BEGIN
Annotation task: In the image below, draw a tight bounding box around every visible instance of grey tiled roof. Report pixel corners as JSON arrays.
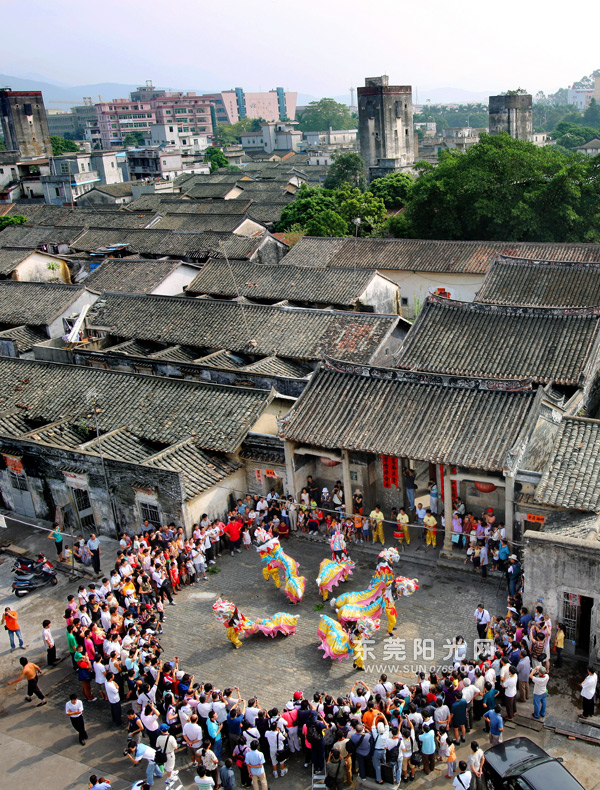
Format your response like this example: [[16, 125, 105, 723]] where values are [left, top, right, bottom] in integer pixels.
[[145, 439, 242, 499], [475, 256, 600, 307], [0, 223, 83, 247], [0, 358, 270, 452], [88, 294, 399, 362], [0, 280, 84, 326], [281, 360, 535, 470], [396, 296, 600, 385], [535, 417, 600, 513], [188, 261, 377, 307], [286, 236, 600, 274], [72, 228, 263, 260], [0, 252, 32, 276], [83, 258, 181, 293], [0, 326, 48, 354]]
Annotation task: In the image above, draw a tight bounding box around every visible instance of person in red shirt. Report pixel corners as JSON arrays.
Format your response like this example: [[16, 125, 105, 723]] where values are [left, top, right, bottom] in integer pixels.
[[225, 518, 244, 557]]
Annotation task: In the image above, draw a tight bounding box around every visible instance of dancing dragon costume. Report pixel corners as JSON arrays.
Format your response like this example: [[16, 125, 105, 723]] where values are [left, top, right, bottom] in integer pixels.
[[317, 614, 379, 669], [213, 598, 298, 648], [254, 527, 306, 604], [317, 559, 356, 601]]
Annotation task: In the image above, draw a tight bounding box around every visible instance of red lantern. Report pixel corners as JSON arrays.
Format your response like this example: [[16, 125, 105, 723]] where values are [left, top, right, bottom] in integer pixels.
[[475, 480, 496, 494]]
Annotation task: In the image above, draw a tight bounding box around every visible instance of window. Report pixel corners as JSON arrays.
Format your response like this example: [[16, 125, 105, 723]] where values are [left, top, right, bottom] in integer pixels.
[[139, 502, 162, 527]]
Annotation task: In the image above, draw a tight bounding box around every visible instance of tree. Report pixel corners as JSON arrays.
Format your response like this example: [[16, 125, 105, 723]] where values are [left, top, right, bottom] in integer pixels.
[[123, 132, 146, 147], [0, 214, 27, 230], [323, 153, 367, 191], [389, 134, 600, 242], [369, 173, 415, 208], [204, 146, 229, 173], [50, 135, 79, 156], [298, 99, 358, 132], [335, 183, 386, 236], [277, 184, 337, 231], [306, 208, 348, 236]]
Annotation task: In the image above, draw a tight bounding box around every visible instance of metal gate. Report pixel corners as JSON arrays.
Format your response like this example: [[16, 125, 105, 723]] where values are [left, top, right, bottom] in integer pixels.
END
BEGIN
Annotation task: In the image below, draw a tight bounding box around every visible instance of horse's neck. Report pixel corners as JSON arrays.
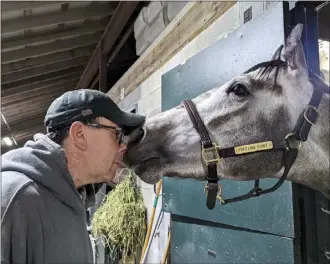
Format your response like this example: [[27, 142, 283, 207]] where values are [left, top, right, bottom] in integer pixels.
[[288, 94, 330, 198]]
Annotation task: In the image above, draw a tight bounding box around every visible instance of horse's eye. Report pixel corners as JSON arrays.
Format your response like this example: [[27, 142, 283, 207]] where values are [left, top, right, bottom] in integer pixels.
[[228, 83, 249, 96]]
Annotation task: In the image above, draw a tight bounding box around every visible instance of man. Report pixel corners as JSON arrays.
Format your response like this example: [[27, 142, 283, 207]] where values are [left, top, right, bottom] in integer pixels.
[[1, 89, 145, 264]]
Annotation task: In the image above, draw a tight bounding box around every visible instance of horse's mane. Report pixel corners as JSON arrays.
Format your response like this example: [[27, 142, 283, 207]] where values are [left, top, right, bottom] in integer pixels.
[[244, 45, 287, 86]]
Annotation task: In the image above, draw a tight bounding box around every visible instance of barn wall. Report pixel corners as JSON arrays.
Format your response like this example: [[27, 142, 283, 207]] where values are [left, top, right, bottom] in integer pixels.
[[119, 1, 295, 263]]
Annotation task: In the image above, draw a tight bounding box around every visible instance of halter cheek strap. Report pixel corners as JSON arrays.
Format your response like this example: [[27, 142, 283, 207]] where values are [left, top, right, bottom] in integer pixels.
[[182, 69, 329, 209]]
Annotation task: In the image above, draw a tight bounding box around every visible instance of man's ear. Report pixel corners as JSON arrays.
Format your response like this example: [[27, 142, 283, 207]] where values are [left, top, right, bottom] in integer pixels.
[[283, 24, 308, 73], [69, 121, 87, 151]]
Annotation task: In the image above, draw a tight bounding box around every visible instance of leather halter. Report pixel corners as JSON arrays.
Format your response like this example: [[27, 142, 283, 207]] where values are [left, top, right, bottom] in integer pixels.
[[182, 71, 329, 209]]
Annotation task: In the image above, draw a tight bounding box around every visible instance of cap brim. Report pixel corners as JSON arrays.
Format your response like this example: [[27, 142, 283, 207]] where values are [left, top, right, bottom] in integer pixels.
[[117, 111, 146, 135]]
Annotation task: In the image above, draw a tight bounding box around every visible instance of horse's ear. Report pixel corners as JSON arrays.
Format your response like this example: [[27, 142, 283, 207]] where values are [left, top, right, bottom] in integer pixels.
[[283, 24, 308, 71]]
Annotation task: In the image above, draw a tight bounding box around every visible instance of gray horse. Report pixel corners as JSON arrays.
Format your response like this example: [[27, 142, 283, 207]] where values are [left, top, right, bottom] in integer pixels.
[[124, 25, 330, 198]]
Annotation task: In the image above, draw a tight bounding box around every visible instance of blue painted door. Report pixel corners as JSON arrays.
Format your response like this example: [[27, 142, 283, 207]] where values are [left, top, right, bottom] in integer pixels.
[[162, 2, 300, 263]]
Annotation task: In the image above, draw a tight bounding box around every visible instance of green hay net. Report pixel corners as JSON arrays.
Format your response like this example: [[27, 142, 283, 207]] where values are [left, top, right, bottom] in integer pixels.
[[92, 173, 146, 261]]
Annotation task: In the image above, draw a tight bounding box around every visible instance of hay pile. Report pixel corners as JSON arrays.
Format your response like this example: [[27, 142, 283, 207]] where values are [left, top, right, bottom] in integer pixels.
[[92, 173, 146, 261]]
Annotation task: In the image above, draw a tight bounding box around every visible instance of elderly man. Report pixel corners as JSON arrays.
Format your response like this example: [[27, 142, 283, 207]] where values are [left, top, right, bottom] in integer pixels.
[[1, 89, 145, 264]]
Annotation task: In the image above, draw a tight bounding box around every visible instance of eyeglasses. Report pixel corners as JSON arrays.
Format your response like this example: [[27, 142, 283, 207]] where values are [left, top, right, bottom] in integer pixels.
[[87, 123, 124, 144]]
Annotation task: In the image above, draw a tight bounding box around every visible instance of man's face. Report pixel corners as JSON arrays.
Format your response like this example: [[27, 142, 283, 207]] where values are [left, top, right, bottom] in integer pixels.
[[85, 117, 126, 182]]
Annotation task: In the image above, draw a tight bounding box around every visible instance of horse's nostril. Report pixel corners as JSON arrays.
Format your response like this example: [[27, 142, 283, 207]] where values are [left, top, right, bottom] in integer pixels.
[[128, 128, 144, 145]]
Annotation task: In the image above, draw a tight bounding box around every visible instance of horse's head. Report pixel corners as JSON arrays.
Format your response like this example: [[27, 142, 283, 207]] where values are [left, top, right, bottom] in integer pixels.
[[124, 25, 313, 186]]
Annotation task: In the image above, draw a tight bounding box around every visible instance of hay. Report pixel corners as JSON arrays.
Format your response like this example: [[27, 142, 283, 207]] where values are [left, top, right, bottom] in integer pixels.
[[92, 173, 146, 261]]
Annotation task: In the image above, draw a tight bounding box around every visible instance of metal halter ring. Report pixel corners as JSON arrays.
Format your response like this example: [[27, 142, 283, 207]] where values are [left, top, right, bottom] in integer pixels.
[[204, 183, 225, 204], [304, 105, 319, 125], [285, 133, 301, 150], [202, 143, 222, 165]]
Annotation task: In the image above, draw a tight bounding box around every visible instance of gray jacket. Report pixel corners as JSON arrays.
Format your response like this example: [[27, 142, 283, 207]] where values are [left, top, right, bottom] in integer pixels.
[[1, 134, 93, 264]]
END
BEGIN
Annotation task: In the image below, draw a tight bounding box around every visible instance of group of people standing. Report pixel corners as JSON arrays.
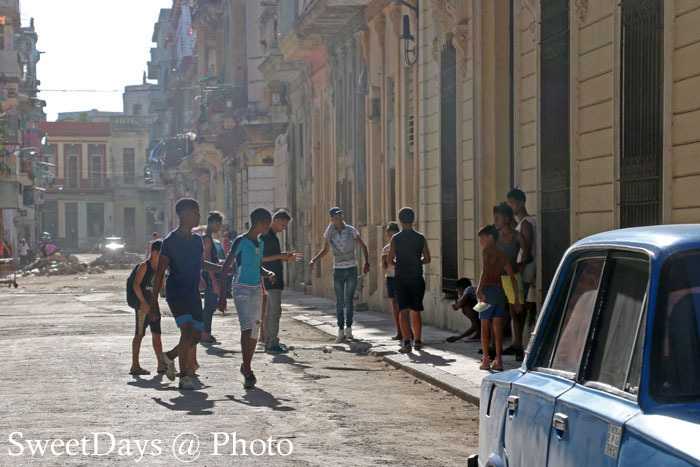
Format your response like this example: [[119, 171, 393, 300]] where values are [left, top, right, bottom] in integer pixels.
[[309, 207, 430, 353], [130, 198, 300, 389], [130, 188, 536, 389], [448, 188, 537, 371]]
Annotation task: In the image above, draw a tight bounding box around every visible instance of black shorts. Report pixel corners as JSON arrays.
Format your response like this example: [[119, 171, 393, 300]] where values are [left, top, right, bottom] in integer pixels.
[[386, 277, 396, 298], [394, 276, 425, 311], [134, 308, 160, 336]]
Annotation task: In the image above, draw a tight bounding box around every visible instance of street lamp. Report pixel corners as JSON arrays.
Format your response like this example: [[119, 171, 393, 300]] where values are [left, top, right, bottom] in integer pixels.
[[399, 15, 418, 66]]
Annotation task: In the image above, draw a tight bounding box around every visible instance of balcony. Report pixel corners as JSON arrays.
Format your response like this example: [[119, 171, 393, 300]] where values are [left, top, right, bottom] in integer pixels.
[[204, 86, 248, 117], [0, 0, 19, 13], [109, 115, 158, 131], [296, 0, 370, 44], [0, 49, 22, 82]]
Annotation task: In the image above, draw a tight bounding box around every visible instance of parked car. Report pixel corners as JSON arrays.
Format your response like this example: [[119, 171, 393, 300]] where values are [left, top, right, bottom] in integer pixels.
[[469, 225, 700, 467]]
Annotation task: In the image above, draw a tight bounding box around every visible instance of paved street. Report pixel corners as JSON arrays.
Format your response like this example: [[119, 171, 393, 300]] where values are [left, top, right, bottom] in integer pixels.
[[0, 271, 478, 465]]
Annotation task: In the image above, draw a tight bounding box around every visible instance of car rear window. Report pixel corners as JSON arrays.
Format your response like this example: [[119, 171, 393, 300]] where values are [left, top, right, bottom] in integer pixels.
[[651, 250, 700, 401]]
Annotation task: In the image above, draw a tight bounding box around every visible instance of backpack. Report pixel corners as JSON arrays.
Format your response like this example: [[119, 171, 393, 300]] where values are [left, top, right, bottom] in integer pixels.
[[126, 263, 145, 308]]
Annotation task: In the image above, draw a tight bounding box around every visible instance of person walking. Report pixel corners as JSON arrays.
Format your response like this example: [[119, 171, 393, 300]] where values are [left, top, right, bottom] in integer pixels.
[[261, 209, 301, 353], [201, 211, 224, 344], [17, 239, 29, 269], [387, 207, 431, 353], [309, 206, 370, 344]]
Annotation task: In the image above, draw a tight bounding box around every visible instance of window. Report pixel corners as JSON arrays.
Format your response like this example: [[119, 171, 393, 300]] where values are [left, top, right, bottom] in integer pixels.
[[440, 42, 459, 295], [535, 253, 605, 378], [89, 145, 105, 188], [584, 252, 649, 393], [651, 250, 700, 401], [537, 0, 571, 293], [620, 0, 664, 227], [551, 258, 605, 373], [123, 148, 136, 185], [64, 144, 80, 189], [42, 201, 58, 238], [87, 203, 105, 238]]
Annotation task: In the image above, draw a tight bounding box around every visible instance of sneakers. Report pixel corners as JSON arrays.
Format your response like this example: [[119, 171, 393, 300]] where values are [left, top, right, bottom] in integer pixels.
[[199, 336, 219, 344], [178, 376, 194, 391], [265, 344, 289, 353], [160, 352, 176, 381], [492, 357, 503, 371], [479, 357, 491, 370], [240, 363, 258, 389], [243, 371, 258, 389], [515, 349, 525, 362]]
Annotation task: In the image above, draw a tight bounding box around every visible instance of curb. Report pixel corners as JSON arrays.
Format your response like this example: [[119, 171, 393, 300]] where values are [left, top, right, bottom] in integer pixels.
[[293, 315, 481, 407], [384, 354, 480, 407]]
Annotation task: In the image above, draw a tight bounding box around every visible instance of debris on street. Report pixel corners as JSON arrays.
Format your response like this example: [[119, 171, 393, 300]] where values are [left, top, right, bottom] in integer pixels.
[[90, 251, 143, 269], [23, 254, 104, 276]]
END
DIRECTIVE
Rewrite the records, requests included, starting at the line that has "man's ear. Report pixel corners as JSON arrays." and stopping after the line that has "[[162, 2, 300, 263]]". Raise every bounding-box coordinate in the answers by 117, leaving the requests and their format samples unchanged.

REPLY
Annotation task: In the image above, draw a tight bounding box around every visible instance of man's ear. Report pixel corners as JSON arrays.
Format your response like this example: [[27, 142, 283, 207]] where values are [left, top, right, bottom] in integer pixels.
[[400, 141, 425, 190], [186, 238, 204, 268]]
Annotation task: In the image above, draw a tight bounding box around every visible instance of leather halter. Report pixel corners as JSON arrays.
Format your response like this example: [[27, 142, 283, 207]] where values are [left, top, right, bottom] in integer pixels.
[[299, 188, 446, 326]]
Annotation task: In the image above, draw a tight bounding box around every visible instance of cap brim. Report pixel corners as JSON arrays.
Format your response like this example: [[27, 142, 283, 207]] where values are [left, top, right, bottom] in integer pixels.
[[234, 228, 263, 252]]
Annotation task: In the image above, draw a tight bounding box around every visible instance of horse's ear. Report pixel corners as JSON arrays.
Format your response like this example: [[27, 142, 283, 207]] where values are [left, top, right, bottom] in integer pixels.
[[400, 141, 425, 188]]
Annotation task: In the image above, draw a tight bounding box around every visible instance of gray horse. Report pixel corners as JSON arrays.
Format your response like this example: [[27, 142, 283, 207]] where values are [left, top, right, bottom] in integer pixels.
[[241, 142, 447, 315]]
Annotation task: In the image above, draw a tight bounding box around every visible instance of blue painted door. Report pixel corners as JSON arrays.
Format your response like this example: [[27, 142, 283, 207]] where values are [left, top, right, bottom] in integer pixels.
[[279, 119, 417, 380]]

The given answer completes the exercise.